**DATA RECORDS**
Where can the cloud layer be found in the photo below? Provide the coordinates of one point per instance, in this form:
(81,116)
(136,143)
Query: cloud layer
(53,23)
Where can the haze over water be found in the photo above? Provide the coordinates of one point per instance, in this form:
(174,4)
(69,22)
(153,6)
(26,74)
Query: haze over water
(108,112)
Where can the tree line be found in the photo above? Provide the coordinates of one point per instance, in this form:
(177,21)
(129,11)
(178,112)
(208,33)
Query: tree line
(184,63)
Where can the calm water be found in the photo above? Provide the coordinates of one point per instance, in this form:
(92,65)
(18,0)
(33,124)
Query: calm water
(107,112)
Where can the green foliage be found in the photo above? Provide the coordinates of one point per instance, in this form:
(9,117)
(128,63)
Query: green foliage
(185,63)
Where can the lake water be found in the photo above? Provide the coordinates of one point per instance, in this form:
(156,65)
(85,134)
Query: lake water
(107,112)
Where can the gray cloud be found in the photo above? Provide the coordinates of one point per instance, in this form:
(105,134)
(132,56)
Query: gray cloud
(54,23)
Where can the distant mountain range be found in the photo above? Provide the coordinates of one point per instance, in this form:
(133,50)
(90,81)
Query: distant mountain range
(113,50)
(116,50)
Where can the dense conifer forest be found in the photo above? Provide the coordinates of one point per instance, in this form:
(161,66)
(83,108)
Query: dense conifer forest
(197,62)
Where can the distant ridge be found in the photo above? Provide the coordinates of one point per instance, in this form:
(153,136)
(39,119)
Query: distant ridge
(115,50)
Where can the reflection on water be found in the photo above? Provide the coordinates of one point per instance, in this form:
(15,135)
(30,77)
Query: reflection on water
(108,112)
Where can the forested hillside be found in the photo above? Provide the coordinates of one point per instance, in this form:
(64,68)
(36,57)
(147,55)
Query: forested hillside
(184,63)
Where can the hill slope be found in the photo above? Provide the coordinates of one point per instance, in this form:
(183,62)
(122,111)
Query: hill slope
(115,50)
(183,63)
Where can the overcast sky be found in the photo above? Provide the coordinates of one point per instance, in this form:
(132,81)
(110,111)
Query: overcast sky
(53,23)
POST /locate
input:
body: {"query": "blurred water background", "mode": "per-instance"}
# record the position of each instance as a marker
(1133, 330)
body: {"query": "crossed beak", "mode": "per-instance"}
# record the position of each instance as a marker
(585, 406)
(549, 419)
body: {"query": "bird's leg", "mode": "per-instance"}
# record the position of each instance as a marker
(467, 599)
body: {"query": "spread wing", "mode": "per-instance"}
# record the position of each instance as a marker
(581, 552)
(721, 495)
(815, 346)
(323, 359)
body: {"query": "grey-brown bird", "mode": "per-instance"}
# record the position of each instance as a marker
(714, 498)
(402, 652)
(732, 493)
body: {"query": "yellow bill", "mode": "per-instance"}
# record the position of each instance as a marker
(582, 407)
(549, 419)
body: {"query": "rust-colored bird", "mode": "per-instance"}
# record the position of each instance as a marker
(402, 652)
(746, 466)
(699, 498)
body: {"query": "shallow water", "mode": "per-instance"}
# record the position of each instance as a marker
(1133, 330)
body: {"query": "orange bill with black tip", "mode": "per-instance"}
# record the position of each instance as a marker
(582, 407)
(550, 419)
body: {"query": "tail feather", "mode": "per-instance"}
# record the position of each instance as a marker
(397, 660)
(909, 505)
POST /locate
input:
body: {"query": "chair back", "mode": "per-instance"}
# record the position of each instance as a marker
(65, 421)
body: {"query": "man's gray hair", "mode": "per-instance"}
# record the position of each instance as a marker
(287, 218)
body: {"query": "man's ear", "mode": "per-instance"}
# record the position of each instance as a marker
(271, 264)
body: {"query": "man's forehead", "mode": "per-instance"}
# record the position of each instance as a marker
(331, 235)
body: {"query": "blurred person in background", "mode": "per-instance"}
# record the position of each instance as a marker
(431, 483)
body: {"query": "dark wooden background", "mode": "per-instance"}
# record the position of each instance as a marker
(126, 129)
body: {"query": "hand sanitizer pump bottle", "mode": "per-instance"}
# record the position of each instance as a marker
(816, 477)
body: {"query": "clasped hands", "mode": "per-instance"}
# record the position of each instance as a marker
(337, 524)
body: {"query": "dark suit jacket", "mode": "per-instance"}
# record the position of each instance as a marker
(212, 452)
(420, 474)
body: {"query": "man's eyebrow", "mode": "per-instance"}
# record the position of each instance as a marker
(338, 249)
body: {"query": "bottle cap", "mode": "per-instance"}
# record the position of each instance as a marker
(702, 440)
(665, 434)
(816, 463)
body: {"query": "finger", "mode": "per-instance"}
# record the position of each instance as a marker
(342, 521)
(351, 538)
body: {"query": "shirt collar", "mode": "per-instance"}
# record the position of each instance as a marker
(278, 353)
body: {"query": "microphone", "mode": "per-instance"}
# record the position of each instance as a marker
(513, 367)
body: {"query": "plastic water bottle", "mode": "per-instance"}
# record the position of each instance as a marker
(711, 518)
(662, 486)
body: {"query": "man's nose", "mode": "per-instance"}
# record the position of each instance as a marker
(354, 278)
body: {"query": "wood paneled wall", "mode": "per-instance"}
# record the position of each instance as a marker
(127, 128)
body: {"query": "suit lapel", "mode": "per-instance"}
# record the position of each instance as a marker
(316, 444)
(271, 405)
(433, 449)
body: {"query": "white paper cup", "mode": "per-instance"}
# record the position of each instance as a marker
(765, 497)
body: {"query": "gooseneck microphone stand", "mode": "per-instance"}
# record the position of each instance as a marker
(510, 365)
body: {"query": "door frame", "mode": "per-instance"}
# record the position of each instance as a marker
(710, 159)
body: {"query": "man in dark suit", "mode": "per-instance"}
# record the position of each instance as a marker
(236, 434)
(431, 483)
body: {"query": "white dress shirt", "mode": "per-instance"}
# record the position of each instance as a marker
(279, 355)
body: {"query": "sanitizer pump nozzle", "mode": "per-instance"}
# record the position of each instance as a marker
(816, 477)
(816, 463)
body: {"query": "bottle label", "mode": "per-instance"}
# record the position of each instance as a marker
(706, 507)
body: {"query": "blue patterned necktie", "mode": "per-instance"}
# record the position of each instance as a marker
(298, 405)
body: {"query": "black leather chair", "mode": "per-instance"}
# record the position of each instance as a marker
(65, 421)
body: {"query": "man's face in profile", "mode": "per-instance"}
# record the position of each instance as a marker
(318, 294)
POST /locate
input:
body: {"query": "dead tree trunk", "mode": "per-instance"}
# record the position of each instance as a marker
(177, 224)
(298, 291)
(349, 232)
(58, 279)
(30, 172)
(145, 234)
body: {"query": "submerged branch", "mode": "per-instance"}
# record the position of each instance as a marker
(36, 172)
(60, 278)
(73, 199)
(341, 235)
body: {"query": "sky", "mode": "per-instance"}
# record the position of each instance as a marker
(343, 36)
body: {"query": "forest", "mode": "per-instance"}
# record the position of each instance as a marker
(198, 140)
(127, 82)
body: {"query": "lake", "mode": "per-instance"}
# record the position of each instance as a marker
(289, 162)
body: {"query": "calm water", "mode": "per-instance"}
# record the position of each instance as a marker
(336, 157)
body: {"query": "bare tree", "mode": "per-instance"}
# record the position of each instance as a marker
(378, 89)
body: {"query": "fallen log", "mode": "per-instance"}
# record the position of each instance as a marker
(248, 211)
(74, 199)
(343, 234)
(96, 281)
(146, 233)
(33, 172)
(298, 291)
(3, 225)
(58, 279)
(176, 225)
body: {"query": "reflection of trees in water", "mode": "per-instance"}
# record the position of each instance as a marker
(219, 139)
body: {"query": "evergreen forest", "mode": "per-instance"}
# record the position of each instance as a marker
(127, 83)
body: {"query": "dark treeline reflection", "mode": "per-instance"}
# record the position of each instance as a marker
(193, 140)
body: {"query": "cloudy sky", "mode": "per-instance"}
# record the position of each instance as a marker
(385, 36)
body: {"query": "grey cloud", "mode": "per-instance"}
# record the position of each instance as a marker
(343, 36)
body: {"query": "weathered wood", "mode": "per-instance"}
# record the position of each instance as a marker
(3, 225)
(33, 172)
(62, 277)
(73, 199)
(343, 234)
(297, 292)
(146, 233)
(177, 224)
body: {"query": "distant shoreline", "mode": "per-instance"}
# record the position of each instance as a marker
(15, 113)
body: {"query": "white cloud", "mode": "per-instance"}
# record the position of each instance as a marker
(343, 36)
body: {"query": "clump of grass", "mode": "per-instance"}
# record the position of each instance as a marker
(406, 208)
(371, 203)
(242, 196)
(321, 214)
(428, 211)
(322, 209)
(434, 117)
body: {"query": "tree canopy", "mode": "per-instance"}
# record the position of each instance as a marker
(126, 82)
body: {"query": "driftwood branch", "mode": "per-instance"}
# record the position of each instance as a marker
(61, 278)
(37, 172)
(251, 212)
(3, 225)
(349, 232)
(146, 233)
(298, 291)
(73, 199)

**TASK DETAILS**
Among the lines above, return each one holding the string "dark".

**SOLUTION TO THIS TASK**
body: {"query": "dark wooden background", "mode": "per-instance"}
body: {"query": "dark suit jacket", "mode": "per-instance"}
body: {"query": "man in dark suit", "mode": "per-instance"}
body: {"query": "dark treeline reflection", "mode": "per-instance"}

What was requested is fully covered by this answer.